■ WHAT IS EXPECTED:
Without changing anything, copy out each entry.

■ AVAILABLE DATA:
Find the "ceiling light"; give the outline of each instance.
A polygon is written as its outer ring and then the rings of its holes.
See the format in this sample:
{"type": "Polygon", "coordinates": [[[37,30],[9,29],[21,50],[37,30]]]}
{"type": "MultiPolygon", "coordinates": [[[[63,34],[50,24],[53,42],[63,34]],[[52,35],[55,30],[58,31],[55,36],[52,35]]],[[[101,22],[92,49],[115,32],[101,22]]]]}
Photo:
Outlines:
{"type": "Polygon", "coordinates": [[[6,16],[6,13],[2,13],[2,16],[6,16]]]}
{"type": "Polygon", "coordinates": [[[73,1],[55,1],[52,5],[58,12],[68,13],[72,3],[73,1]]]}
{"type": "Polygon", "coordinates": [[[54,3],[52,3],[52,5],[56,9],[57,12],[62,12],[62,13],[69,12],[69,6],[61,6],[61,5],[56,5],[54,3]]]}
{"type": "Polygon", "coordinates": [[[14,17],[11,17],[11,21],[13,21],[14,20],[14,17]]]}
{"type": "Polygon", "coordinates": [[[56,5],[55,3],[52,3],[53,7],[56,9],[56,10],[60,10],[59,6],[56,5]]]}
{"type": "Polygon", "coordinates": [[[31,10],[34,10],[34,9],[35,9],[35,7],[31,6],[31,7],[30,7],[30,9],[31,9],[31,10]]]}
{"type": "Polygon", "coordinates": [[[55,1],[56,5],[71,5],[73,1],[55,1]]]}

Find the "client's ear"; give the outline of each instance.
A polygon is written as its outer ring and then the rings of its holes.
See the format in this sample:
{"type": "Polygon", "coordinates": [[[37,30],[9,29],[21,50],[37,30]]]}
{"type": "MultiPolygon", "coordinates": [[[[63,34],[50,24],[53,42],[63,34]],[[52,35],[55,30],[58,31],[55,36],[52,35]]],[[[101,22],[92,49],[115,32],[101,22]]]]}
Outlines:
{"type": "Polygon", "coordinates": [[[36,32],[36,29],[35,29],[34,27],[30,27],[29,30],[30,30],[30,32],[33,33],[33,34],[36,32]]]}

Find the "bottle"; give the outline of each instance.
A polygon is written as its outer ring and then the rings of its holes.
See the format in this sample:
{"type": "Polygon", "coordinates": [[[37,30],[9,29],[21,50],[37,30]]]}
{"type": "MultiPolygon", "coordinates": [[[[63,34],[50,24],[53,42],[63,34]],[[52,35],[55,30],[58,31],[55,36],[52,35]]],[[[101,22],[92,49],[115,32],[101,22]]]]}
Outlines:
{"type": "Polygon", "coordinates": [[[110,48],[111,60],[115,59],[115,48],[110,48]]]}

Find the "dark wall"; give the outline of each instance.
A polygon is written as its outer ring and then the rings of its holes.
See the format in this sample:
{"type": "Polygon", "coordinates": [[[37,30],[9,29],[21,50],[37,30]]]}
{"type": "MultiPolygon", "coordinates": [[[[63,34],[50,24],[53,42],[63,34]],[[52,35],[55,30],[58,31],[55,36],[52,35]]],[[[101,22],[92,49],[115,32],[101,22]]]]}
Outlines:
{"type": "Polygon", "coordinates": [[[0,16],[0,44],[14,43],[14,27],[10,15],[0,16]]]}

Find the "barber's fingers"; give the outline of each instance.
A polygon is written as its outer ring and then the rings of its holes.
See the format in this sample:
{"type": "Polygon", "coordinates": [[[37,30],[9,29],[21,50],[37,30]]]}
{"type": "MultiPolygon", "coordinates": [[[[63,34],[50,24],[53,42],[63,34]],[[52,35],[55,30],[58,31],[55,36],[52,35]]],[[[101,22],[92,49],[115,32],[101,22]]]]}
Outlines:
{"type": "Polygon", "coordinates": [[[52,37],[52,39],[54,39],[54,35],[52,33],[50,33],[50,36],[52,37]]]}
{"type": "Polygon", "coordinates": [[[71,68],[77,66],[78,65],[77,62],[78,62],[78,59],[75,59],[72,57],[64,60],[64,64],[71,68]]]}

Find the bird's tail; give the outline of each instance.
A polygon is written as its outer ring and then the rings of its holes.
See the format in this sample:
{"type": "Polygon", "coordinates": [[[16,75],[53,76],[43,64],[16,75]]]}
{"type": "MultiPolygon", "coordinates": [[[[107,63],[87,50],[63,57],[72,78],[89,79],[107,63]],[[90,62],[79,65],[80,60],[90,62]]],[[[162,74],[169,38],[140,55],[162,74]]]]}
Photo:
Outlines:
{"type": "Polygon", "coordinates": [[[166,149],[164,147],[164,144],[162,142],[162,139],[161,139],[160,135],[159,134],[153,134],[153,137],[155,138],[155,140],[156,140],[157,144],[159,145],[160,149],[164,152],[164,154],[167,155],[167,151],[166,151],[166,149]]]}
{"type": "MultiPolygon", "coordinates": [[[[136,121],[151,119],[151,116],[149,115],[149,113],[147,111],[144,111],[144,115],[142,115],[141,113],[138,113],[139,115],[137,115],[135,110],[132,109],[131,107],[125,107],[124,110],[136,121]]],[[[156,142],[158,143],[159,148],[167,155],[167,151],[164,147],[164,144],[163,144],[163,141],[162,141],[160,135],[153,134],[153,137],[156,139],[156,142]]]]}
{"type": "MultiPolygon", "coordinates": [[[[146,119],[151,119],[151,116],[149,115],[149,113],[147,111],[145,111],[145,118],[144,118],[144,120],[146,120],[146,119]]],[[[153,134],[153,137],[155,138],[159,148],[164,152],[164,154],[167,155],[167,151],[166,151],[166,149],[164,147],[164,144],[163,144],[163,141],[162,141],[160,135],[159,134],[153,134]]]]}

■ SOLVED PROBLEM:
Find the "ceiling light"; give the outline of each instance.
A polygon is written as its outer ring and then the rings of its holes.
See the format in this sample:
{"type": "Polygon", "coordinates": [[[37,30],[9,29],[21,50],[37,30]]]}
{"type": "MultiPolygon", "coordinates": [[[[63,34],[50,24],[53,42],[63,34]],[[52,35],[55,30],[58,31],[55,36],[52,35]]],[[[101,22],[92,49],[115,32],[101,22]]]]}
Photo:
Outlines:
{"type": "Polygon", "coordinates": [[[6,16],[6,13],[2,13],[2,16],[6,16]]]}
{"type": "Polygon", "coordinates": [[[73,1],[55,1],[52,5],[58,12],[68,13],[72,3],[73,1]]]}
{"type": "Polygon", "coordinates": [[[54,3],[52,3],[52,5],[56,9],[57,12],[62,12],[62,13],[69,12],[69,6],[61,6],[61,5],[56,5],[54,3]]]}
{"type": "Polygon", "coordinates": [[[14,17],[11,17],[11,21],[13,21],[14,20],[14,17]]]}
{"type": "Polygon", "coordinates": [[[56,5],[55,3],[52,3],[53,7],[56,9],[56,10],[60,10],[59,6],[56,5]]]}
{"type": "Polygon", "coordinates": [[[31,10],[34,10],[34,9],[35,9],[35,7],[31,6],[31,7],[30,7],[30,9],[31,9],[31,10]]]}
{"type": "Polygon", "coordinates": [[[55,1],[56,5],[71,5],[73,1],[55,1]]]}

Find the "client's ear"; give the outline of each instance.
A polygon is written as its outer ring and then the rings of its holes.
See the format in this sample:
{"type": "Polygon", "coordinates": [[[37,30],[9,29],[21,50],[37,30]]]}
{"type": "MultiPolygon", "coordinates": [[[[63,34],[50,24],[53,42],[63,34]],[[52,35],[55,30],[58,31],[55,36],[52,35]]],[[[101,22],[92,49],[115,32],[101,22]]]]}
Outlines:
{"type": "Polygon", "coordinates": [[[36,32],[36,29],[35,29],[34,27],[30,27],[29,30],[30,30],[30,32],[33,33],[33,34],[36,32]]]}

Find the "bottle"; give the outline of each instance.
A polygon is written as its outer ring and then the rings of its holes.
See the format in this sample:
{"type": "Polygon", "coordinates": [[[37,30],[9,29],[21,50],[37,30]]]}
{"type": "MultiPolygon", "coordinates": [[[[63,34],[50,24],[53,42],[63,34]],[[52,35],[55,30],[58,31],[55,36],[52,35]]],[[[101,22],[92,49],[115,32],[101,22]]]]}
Outlines:
{"type": "Polygon", "coordinates": [[[110,48],[111,60],[115,59],[115,48],[110,48]]]}

Find the "dark wall"; give the outline of each instance.
A polygon is written as its outer ring and then the rings of its holes.
See the format in this sample:
{"type": "Polygon", "coordinates": [[[37,30],[9,29],[21,50],[37,30]]]}
{"type": "MultiPolygon", "coordinates": [[[[63,34],[50,24],[53,42],[63,34]],[[52,35],[55,30],[58,31],[55,36],[52,35]]],[[[101,22],[92,49],[115,32],[101,22]]]]}
Outlines:
{"type": "Polygon", "coordinates": [[[0,16],[0,44],[14,43],[14,27],[10,15],[0,16]]]}

Find the "barber's fingers"; give the outline of each instance.
A polygon is written as its outer ring and then the rings of its holes.
See the format in this sample:
{"type": "Polygon", "coordinates": [[[37,30],[9,29],[21,50],[37,30]]]}
{"type": "MultiPolygon", "coordinates": [[[[63,34],[50,24],[53,42],[63,34]],[[52,35],[55,30],[58,31],[55,36],[52,35]]],[[[101,22],[92,49],[115,32],[101,22]]]]}
Outlines:
{"type": "Polygon", "coordinates": [[[52,37],[52,39],[54,39],[54,35],[52,33],[50,33],[50,36],[52,37]]]}
{"type": "Polygon", "coordinates": [[[71,68],[77,66],[78,65],[77,62],[78,62],[78,59],[75,59],[72,57],[64,60],[64,64],[71,68]]]}

Find the bird's tail; give the outline of each instance.
A polygon is written as its outer ring and then the rings of its holes.
See the format in this sample:
{"type": "Polygon", "coordinates": [[[16,75],[53,76],[43,64],[16,75]]]}
{"type": "MultiPolygon", "coordinates": [[[[107,63],[87,50],[63,57],[72,78],[89,79],[107,63]],[[90,62],[79,65],[80,60],[90,62]]],[[[162,74],[169,38],[140,55],[162,74]]]]}
Photo:
Outlines:
{"type": "Polygon", "coordinates": [[[166,149],[164,147],[164,144],[162,142],[162,139],[161,139],[160,135],[159,134],[153,134],[153,137],[155,138],[155,140],[156,140],[157,144],[159,145],[160,149],[164,152],[164,154],[167,155],[167,151],[166,151],[166,149]]]}
{"type": "MultiPolygon", "coordinates": [[[[136,121],[151,119],[151,116],[149,115],[149,113],[147,111],[144,111],[144,115],[142,115],[141,113],[138,113],[139,115],[137,115],[135,110],[132,109],[131,107],[125,107],[124,110],[136,121]]],[[[156,142],[158,143],[159,148],[167,155],[167,151],[164,147],[164,144],[163,144],[163,141],[162,141],[160,135],[153,134],[153,137],[156,139],[156,142]]]]}
{"type": "MultiPolygon", "coordinates": [[[[146,119],[151,119],[151,116],[149,115],[149,113],[147,111],[145,111],[145,118],[144,118],[144,120],[146,120],[146,119]]],[[[153,134],[153,137],[155,138],[159,148],[164,152],[164,154],[167,155],[167,151],[166,151],[166,149],[164,147],[164,144],[163,144],[163,141],[162,141],[160,135],[159,134],[153,134]]]]}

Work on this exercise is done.